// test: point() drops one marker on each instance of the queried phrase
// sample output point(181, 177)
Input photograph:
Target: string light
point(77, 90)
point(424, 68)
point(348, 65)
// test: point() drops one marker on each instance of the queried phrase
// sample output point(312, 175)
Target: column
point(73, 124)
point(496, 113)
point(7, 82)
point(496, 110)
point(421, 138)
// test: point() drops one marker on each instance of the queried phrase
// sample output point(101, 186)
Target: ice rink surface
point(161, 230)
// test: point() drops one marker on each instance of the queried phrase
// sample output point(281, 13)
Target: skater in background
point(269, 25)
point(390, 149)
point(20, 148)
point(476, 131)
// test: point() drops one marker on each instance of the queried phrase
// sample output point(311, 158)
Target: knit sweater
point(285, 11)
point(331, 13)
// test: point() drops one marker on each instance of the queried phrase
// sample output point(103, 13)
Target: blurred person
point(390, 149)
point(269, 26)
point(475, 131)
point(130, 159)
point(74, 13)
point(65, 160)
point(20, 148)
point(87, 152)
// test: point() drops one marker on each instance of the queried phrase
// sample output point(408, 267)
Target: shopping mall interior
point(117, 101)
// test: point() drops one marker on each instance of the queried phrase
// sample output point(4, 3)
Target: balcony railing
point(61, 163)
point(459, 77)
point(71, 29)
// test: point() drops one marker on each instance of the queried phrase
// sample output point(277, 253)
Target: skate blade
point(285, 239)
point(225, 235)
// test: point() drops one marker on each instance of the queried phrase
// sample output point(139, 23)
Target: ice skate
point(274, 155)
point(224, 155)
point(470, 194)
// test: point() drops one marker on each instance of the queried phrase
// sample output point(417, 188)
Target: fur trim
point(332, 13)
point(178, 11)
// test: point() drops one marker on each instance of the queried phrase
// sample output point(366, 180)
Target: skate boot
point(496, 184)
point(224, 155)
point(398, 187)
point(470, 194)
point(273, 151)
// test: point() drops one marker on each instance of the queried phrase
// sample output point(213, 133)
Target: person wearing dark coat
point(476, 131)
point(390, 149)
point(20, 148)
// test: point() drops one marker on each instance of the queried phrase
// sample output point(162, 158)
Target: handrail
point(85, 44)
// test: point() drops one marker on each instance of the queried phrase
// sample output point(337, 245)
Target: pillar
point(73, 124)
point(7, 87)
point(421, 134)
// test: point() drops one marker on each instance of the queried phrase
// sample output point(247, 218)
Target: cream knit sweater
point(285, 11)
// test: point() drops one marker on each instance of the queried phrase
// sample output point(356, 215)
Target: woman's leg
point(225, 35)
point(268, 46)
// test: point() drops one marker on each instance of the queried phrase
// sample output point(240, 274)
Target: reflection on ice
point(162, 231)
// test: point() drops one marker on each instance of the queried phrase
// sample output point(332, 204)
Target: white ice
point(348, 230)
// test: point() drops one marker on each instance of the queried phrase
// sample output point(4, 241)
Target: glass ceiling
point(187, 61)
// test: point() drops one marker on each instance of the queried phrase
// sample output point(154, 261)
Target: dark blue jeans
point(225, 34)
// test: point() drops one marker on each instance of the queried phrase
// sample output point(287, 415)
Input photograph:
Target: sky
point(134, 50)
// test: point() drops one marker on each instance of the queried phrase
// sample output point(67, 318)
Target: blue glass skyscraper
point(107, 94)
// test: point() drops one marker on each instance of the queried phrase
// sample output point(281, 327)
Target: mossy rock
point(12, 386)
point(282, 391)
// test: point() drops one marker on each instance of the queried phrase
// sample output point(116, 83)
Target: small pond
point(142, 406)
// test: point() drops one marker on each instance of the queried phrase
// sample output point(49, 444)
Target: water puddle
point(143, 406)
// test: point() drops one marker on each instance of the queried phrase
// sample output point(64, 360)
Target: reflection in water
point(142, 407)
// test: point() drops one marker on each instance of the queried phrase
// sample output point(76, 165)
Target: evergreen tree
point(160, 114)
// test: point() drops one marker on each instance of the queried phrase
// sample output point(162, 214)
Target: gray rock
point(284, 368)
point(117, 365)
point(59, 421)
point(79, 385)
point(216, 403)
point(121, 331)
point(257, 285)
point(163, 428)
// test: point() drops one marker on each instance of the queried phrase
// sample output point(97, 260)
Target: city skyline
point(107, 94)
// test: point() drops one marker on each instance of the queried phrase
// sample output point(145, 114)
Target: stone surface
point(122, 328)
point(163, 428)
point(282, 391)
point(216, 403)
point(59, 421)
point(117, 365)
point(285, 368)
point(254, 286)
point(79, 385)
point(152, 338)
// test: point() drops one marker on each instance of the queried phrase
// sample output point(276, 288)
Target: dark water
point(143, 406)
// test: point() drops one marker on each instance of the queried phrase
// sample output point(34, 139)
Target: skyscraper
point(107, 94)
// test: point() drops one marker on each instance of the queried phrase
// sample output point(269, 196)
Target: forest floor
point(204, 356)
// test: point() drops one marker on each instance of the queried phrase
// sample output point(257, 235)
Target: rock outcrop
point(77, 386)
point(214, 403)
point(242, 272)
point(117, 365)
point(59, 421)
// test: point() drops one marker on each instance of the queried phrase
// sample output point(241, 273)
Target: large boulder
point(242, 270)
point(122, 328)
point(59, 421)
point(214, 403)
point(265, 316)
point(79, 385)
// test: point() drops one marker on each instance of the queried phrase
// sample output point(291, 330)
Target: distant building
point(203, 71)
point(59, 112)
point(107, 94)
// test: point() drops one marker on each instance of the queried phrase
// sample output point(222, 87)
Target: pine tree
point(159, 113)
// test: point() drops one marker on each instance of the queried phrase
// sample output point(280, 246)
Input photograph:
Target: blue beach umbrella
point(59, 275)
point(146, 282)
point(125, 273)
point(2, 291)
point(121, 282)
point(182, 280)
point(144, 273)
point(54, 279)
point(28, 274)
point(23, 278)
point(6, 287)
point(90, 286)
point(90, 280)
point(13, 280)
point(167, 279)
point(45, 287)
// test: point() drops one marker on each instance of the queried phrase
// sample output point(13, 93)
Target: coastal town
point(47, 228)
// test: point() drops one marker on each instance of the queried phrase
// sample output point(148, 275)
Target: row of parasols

--

## To do
Print the records above once again, exactly as written.

## Response to the exercise
// test: point() drops one marker on each instance of the queried phrase
// sample output point(181, 177)
Input photograph:
Target: string light
point(77, 90)
point(424, 68)
point(348, 65)
// test: point() drops one marker on each instance of the queried phrase
// sample output point(312, 175)
Target: column
point(73, 124)
point(496, 113)
point(7, 82)
point(496, 110)
point(421, 138)
// test: point() drops one marker on each instance of the queried phrase
// sample output point(101, 186)
Target: ice rink surface
point(161, 230)
// test: point() drops one marker on each instance of the queried phrase
// sample output point(281, 13)
Target: skater in background
point(269, 25)
point(390, 149)
point(20, 148)
point(476, 131)
// test: point() drops one marker on each instance of the queried phrase
// sample output point(311, 158)
Target: knit sweater
point(285, 11)
point(331, 13)
// test: point() drops one marker on each instance of the queried phrase
// sample output point(103, 13)
Target: blurred person
point(390, 149)
point(269, 26)
point(475, 131)
point(130, 159)
point(74, 13)
point(65, 160)
point(20, 148)
point(87, 152)
// test: point() drops one marker on each instance of the queried phrase
// sample output point(408, 267)
Target: shopping mall interior
point(117, 101)
// test: point() drops one marker on each instance of the queried phrase
// sample output point(4, 3)
Target: balcony railing
point(61, 163)
point(459, 77)
point(71, 29)
// test: point() drops one marker on each instance of the queried phrase
// sample output point(277, 253)
Target: skate blade
point(285, 239)
point(225, 235)
// test: point() drops one marker on each instance of the queried phrase
// sample output point(139, 23)
Target: ice skate
point(274, 155)
point(224, 155)
point(470, 194)
// test: point() drops one marker on each instance of the queried phrase
// sample output point(417, 188)
Target: fur trim
point(332, 13)
point(178, 11)
// test: point() drops one marker on each instance of the queried phrase
// sample output point(366, 180)
Target: skate boot
point(496, 184)
point(224, 155)
point(398, 187)
point(470, 194)
point(273, 151)
// test: point() drops one marker on each instance of the queried phrase
// sample output point(213, 133)
Target: person wearing dark coat
point(476, 131)
point(390, 149)
point(20, 148)
// test: point() drops one marker on each instance of the queried phrase
// sample output point(162, 158)
Target: handrail
point(85, 44)
// test: point() drops one marker on each instance of the queried phrase
// sample output point(337, 245)
Target: pillar
point(73, 124)
point(7, 87)
point(421, 134)
// test: point() drops one marker on each instance of the queried phrase
// sample output point(247, 218)
Target: cream knit sweater
point(285, 11)
// test: point() drops one marker on each instance of the queried phrase
// sample output point(356, 215)
Target: woman's leg
point(225, 35)
point(268, 46)
// test: point() drops one marker on each instance of the queried phrase
// sample output point(240, 274)
Target: reflection on ice
point(162, 231)
// test: point() drops one marker on each instance of the queried phrase
// sample output point(332, 204)
Target: white ice
point(348, 230)
// test: point() drops one marker on each instance of the queried phrase
// sample output point(4, 241)
Target: glass ceiling
point(187, 61)
// test: point() drops one marker on each instance of the queried phrase
// sample output point(154, 261)
Target: dark blue jeans
point(225, 34)
// test: point() drops one marker on each instance of the queried phrase
// sample output point(287, 415)
Input photograph:
Target: sky
point(134, 50)
// test: point() drops one marker on each instance of the queried phrase
// sample output point(67, 318)
Target: blue glass skyscraper
point(107, 94)
// test: point() drops one marker on each instance of the queried phrase
// sample output point(281, 327)
Target: mossy rock
point(12, 386)
point(282, 391)
// test: point() drops one marker on each instance of the queried phrase
// sample output point(116, 83)
Target: small pond
point(142, 406)
// test: point() drops one marker on each instance of the queried phrase
// sample output point(49, 444)
Target: water puddle
point(143, 406)
// test: point() drops one marker on each instance of the queried phrase
// sample output point(64, 360)
Target: reflection in water
point(142, 407)
// test: point() drops one marker on each instance of the queried phrase
// sample output point(76, 165)
Target: evergreen tree
point(160, 114)
// test: point() drops one marker on each instance of the queried phrase
// sample output point(162, 214)
Target: gray rock
point(284, 368)
point(117, 365)
point(59, 421)
point(79, 385)
point(216, 403)
point(121, 331)
point(257, 285)
point(163, 428)
// test: point() drops one marker on each instance of the queried phrase
// sample output point(97, 260)
Target: city skyline
point(107, 94)
// test: point() drops one marker on each instance of the queried phrase
// sample output point(145, 114)
Target: stone surface
point(122, 328)
point(163, 428)
point(282, 391)
point(216, 403)
point(59, 421)
point(117, 365)
point(285, 368)
point(254, 286)
point(79, 385)
point(152, 338)
// test: point() drops one marker on each instance of the queried phrase
// sample output point(276, 288)
Target: dark water
point(143, 406)
// test: point() drops one marker on each instance of the queried phrase
// sample output point(34, 139)
Target: skyscraper
point(107, 94)
// test: point() drops one marker on each instance of the queried phrase
// sample output point(269, 196)
Target: forest floor
point(204, 356)
// test: point() drops one marker on each instance of the queried phrase
// sample output point(257, 235)
Target: rock outcrop
point(77, 386)
point(214, 403)
point(242, 272)
point(117, 365)
point(59, 421)
// test: point() drops one marker on each instance of the queried phrase
// sample output point(241, 273)
Target: large boulder
point(242, 270)
point(122, 328)
point(59, 421)
point(214, 403)
point(265, 316)
point(79, 385)
// test: point() drops one marker on each instance of the queried phrase
// sample output point(291, 330)
Target: distant building
point(203, 71)
point(59, 112)
point(107, 94)
// test: point() drops one marker on each instance of the queried phrase
// sample output point(222, 87)
Target: pine tree
point(159, 113)
// test: point() drops one marker on each instance of the queried phrase
// sample output point(280, 246)
Input photograph:
Target: blue beach umbrella
point(59, 275)
point(146, 282)
point(125, 273)
point(2, 291)
point(121, 282)
point(182, 280)
point(144, 273)
point(54, 279)
point(28, 274)
point(23, 278)
point(6, 287)
point(90, 286)
point(90, 280)
point(13, 280)
point(167, 279)
point(45, 287)
// test: point() drops one marker on each instance of the queried phrase
// sample output point(13, 93)
Target: coastal town
point(47, 228)
// test: point() drops one marker on each instance of the queried phrase
// sample output point(148, 275)
Target: row of parasols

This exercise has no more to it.